Quoted text.
ReDOS possible in the sanitize_html function #73

merbinr · 2023-04-12T17:14:02Z

There is a security vulnerability in this gem. I tried to communicate with the maintainers in an email, but still haven't got a response, I'm raising the issue here.

Vulnerable Code:
https://github.com/jgarber/redcloth/blob/v4.3.2/lib/redcloth/formatters/html.rb#L327

The above code has /<(/)([A-Za-z]\w*)([^>]?)(\s?/?)>/ regex and it matches user-provided input with the regex pattern, the above regex is vulnerable to ReDOS

Run the test.rb (provided below) with the time ruby test.rb command and observe the time and CPU taken to process it
RedCloth.new(text, [:sanitize_html]).to_html function will trigger the same function, so run the below code and observe the processing time

require 'RedCloth'
text = '<A' + 'A' * (54773)
text = RedCloth.new(text, [:sanitize_html]).to_html

Test Output:

Fix:

Rebuild the regex used as not vulnerable to ReDOS
You can use Recheck to check if a regex is vulnerable to ReDOS

The text was updated successfully, but these errors were encountered:

carnil · 2023-06-09T18:44:39Z

Apparently CVE-2023-31606 is assigned for this issue.

korny · 2023-06-28T14:47:32Z

@e23e Thanks so much for investigating this! We're using it on our platform, and would like to stay with Textile if possible. Do you have a fix for the issue already? If not, I think I can help with the RegExp, and then we could at least create a fork 🤔

korny · 2023-06-28T15:10:56Z

Changing the regex to:

    text.gsub!( /<(\/*)(?>[A-Za-z]\w*)([^>]*?)(\s?\/?)>/ ) do |m|

already speeds this up by 30x.

Edit: The version below doesn't work! Use this one instead: #73 (comment).

Short task 1. Extract these rows without any change, starting with the line that contains "Expected: one pin per instance of the rear bumper, each" and going on through the end of the rows.

(Saved data entries)
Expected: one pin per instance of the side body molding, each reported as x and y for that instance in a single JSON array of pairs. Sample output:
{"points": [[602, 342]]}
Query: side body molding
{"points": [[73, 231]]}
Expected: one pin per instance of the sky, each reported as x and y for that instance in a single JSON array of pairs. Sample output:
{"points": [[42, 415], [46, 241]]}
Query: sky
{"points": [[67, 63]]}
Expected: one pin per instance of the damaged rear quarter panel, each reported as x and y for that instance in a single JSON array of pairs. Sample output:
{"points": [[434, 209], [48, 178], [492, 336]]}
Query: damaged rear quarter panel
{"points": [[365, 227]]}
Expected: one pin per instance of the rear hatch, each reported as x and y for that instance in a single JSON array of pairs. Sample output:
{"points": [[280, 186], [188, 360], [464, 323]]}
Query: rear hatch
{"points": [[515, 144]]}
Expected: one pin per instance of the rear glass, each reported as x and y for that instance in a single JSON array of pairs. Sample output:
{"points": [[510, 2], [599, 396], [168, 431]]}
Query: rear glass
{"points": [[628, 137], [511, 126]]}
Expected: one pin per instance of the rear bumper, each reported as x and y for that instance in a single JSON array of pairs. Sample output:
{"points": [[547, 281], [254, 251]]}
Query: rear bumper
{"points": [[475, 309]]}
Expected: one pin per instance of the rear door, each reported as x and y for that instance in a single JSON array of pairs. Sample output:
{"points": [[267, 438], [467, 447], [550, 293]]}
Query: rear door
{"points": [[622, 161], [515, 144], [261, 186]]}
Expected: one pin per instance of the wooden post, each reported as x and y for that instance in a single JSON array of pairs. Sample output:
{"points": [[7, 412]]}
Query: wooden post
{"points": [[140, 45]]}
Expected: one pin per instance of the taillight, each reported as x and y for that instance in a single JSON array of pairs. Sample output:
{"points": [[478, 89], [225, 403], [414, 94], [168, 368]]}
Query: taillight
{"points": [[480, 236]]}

Short task 2. Rewrite the passage of the ReDOS issue thread starting with "korny · 2023-06-28T15:10:56Z" and going on through "instead: #73 (comment).", putting "regular expression" in place of "regex".

Full answer 1.
Expected: one pin per instance of the rear bumper, each reported as x and y for that instance in a single JSON array of pairs. Sample output:
{"points": [[547, 281], [254, 251]]}
Query: rear bumper
{"points": [[475, 309]]}
Expected: one pin per instance of the rear door, each reported as x and y for that instance in a single JSON array of pairs. Sample output:
{"points": [[267, 438], [467, 447], [550, 293]]}
Query: rear door
{"points": [[622, 161], [515, 144], [261, 186]]}
Expected: one pin per instance of the wooden post, each reported as x and y for that instance in a single JSON array of pairs. Sample output:
{"points": [[7, 412]]}
Query: wooden post
{"points": [[140, 45]]}
Expected: one pin per instance of the taillight, each reported as x and y for that instance in a single JSON array of pairs. Sample output:
{"points": [[478, 89], [225, 403], [414, 94], [168, 368]]}
Query: taillight
{"points": [[480, 236]]}

Full answer 2.
korny · 2023-06-28T15:10:56Z

Changing the regular expression to:

    text.gsub!( /<(\/*)(?>[A-Za-z]\w*)([^>]*?)(\s?\/?)>/ ) do |m|

already speeds this up by 30x.

Edit: The version below doesn't work! Use this one instead: #73 (comment).